§ **Extracted entries**
"""
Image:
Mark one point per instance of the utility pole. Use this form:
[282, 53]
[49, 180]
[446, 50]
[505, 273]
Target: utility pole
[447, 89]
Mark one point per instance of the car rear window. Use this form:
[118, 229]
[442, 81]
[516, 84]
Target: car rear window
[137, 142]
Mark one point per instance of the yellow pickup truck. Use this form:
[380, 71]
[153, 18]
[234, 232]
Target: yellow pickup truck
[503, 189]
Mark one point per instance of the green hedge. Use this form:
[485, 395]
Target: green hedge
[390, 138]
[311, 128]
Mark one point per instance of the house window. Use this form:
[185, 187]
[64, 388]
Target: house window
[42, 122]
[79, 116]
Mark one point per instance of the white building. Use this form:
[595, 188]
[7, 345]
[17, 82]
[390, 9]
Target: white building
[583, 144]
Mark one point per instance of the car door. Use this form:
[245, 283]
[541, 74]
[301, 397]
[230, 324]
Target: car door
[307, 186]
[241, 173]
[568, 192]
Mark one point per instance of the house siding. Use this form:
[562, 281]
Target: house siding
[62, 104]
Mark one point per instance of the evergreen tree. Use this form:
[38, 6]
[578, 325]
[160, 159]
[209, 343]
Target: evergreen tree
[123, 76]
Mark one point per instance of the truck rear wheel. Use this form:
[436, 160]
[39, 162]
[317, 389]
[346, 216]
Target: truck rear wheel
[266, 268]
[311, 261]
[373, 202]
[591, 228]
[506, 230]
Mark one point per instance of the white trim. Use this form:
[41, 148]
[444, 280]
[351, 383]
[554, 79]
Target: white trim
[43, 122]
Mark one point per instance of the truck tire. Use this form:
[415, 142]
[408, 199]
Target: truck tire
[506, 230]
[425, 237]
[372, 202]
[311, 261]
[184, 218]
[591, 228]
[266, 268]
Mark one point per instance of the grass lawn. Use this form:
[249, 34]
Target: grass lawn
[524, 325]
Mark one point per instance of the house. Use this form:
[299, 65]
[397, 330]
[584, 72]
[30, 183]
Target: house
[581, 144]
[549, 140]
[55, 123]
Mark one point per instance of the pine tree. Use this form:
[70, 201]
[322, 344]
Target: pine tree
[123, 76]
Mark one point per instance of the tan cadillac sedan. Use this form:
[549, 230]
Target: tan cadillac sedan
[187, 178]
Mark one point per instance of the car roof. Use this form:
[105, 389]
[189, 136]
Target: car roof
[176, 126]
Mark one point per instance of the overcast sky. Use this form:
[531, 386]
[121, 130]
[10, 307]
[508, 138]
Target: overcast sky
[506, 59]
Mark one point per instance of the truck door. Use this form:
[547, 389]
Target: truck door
"""
"""
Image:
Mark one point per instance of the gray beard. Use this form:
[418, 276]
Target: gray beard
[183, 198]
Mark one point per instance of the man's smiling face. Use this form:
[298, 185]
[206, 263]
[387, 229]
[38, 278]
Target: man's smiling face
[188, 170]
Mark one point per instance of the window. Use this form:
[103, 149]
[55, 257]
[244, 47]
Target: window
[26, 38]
"""
§ **What is expected**
Extract every line of the data above that contains the string "face".

§ **Result of this task**
Mark one point per instance of the man's smiling face. Use this form:
Target: man's smiling face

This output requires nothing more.